Vorliegender Textauszug:
################

Der Publizist Jörg Magenau legt in seiner Geschichte der 1978/79 gegründeten „die tageszeitung“ (taz) gleich in der Einleitung die Karten auf den Tisch: Er will die Entwicklung der links-alternativen Zeitung als „Verbürgerlichung“ (S. 13) beschreiben. Damit verwirft er alternative Deutungen. Der Weg der taz, die heute nur noch geringe Ähnlichkeit mit dem Blatt hat, das Ende der 1970er-Jahre auf den Markt kam, soll weder als Verrat an alten Idealen noch als Prozess journalistischer Professionalisierung erzählt werden. Die taz, so Magenau, war von Anfang an eine bürgerliche Zeitung, weil die unorthodoxen linken Gruppen, die hinter ihrer Gründung standen, trotz radikaler Ziele und Werte doch alle zum bundesdeutschen Bürgertum gehörten. Magenau spricht von „alternativer Bürgerlichkeit“ (sowie daneben auch von „moderner“ oder „neuer Bürgerlichkeit“) und deutet die Geschichte der taz als Selbstfindung: Die sich entschieden anti-bürgerlich gebärdenden links-alternativen Bewegungen der 1980er-Jahre kamen mit und dank der taz auf gewundenen Wegen zu der Erkenntnis ihres bürgerlichen Wesens.

################

Bereitgestelltes Material:

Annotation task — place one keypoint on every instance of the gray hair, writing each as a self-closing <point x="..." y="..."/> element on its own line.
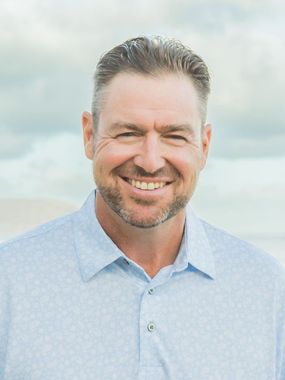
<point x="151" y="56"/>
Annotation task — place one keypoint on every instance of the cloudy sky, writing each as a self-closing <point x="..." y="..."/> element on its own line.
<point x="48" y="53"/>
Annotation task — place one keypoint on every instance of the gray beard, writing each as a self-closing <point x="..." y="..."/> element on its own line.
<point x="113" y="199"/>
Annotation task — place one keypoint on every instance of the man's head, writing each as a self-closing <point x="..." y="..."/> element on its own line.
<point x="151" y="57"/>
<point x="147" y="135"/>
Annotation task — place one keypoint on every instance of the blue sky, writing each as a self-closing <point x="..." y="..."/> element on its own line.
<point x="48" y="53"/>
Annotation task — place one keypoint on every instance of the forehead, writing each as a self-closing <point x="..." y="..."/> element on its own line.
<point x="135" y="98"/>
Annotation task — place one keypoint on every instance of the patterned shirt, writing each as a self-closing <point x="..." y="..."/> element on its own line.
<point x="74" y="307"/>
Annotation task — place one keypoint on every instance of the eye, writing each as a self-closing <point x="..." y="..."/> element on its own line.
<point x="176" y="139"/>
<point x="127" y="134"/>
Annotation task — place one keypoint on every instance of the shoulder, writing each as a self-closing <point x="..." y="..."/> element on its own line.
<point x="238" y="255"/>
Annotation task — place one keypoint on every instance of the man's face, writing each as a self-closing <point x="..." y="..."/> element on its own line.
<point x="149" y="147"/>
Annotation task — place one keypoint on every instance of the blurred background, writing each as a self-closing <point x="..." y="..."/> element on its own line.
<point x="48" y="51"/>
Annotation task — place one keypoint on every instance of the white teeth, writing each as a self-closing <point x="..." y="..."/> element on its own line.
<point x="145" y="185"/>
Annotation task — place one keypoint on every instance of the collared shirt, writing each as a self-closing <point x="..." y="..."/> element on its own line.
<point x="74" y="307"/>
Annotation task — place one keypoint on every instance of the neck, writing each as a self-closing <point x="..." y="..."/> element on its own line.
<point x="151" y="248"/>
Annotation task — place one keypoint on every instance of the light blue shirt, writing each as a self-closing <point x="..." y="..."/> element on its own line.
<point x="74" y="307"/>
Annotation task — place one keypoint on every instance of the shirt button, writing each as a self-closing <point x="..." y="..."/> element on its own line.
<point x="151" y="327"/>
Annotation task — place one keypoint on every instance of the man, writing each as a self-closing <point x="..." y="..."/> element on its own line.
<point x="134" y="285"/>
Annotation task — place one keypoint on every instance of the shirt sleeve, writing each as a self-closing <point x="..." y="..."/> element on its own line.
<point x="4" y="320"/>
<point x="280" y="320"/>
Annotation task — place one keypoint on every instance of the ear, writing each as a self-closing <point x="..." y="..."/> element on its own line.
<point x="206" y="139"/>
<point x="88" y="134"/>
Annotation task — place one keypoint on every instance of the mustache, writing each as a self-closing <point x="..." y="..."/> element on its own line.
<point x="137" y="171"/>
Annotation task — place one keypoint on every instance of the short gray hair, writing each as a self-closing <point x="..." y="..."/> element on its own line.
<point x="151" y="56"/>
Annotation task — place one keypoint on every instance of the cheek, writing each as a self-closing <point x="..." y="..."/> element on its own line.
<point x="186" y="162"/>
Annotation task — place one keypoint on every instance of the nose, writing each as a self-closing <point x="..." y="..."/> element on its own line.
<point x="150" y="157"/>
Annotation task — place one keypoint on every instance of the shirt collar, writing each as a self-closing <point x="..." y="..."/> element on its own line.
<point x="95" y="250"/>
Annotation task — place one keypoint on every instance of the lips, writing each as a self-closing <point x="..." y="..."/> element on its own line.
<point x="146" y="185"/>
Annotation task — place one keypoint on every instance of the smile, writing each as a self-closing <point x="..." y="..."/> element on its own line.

################

Arbeitsauftrag:
Als was will Jörg Magenau laut dem Textauszug über die taz die Entwicklung dieser Zeitung beschreiben?

Lösung:
Als „Verbürgerlichung“.